## [TASK]
From the line that contains "256L182 261L230 260L214" to the final line of the records below, print each line exactly and leave every picture out.

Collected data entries
# # # # #
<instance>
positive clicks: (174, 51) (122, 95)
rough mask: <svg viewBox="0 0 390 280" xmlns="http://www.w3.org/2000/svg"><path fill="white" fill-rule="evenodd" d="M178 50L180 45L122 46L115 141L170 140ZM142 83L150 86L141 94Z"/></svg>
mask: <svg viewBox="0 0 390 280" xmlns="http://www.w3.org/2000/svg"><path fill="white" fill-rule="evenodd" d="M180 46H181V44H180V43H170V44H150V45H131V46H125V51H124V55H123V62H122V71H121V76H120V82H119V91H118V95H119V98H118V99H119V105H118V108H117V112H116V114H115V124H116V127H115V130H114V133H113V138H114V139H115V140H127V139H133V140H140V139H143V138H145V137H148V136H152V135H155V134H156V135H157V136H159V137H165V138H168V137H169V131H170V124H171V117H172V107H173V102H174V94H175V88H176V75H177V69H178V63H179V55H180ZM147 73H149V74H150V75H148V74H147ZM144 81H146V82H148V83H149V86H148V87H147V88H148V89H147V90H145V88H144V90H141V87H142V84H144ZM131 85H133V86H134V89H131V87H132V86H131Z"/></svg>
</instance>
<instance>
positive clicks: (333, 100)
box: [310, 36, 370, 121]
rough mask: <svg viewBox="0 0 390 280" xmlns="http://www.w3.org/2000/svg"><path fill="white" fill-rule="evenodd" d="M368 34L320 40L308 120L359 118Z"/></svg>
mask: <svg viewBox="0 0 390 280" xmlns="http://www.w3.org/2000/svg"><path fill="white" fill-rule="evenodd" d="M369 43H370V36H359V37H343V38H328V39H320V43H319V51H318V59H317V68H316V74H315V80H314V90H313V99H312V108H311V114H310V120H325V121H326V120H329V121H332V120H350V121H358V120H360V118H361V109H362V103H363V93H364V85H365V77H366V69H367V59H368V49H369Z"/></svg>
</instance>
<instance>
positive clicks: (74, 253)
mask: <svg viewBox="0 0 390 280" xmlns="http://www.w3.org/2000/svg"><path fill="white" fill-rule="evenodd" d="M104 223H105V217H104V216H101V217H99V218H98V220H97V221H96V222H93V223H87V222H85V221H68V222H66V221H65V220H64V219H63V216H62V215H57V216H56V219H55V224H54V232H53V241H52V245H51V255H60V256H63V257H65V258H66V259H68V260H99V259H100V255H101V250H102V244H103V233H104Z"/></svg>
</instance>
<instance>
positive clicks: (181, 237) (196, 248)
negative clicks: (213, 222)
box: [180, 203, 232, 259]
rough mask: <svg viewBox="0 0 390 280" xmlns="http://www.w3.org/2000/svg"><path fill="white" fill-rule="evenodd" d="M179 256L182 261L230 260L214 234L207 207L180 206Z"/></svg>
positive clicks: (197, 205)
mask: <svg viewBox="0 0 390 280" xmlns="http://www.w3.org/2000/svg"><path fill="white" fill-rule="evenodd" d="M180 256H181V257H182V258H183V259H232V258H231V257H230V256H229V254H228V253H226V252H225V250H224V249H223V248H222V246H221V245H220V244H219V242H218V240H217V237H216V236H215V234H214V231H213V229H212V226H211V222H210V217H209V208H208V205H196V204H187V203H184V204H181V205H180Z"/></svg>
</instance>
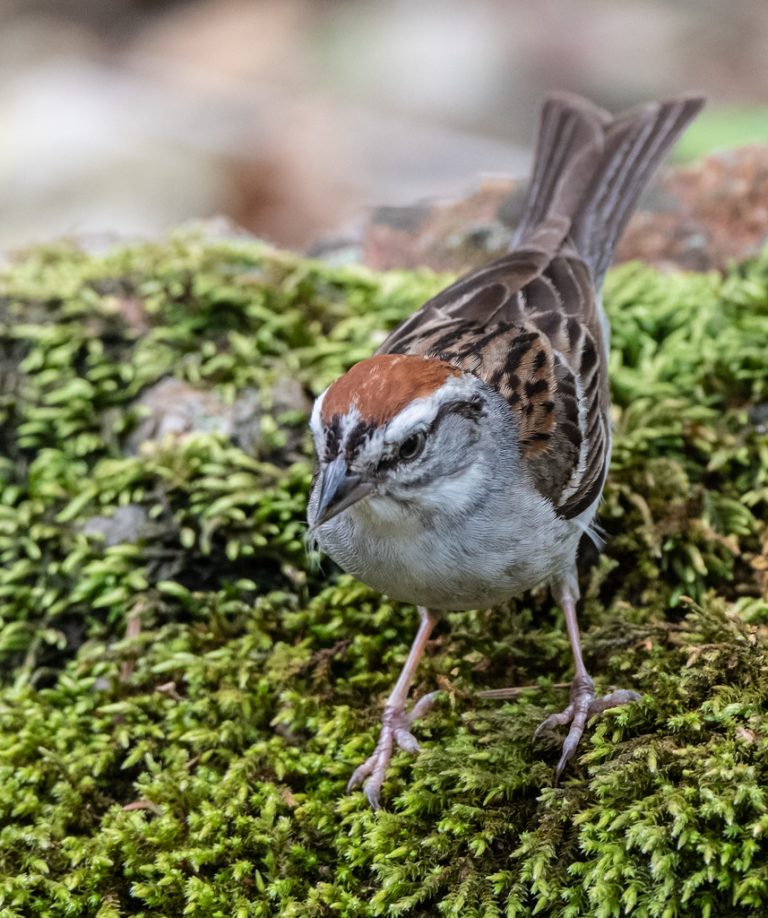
# # # # #
## [SOLUTION]
rough mask: <svg viewBox="0 0 390 280" xmlns="http://www.w3.org/2000/svg"><path fill="white" fill-rule="evenodd" d="M179 256L182 261L230 260L214 234L207 207L180 206Z"/></svg>
positive clicks: (197, 205)
mask: <svg viewBox="0 0 390 280" xmlns="http://www.w3.org/2000/svg"><path fill="white" fill-rule="evenodd" d="M180 256H181V257H182V258H183V259H232V258H231V257H230V256H229V254H228V253H226V252H225V250H224V249H223V248H222V246H221V245H220V244H219V242H218V240H217V237H216V236H215V234H214V231H213V229H212V226H211V222H210V217H209V208H208V205H196V204H187V203H184V204H181V205H180Z"/></svg>
</instance>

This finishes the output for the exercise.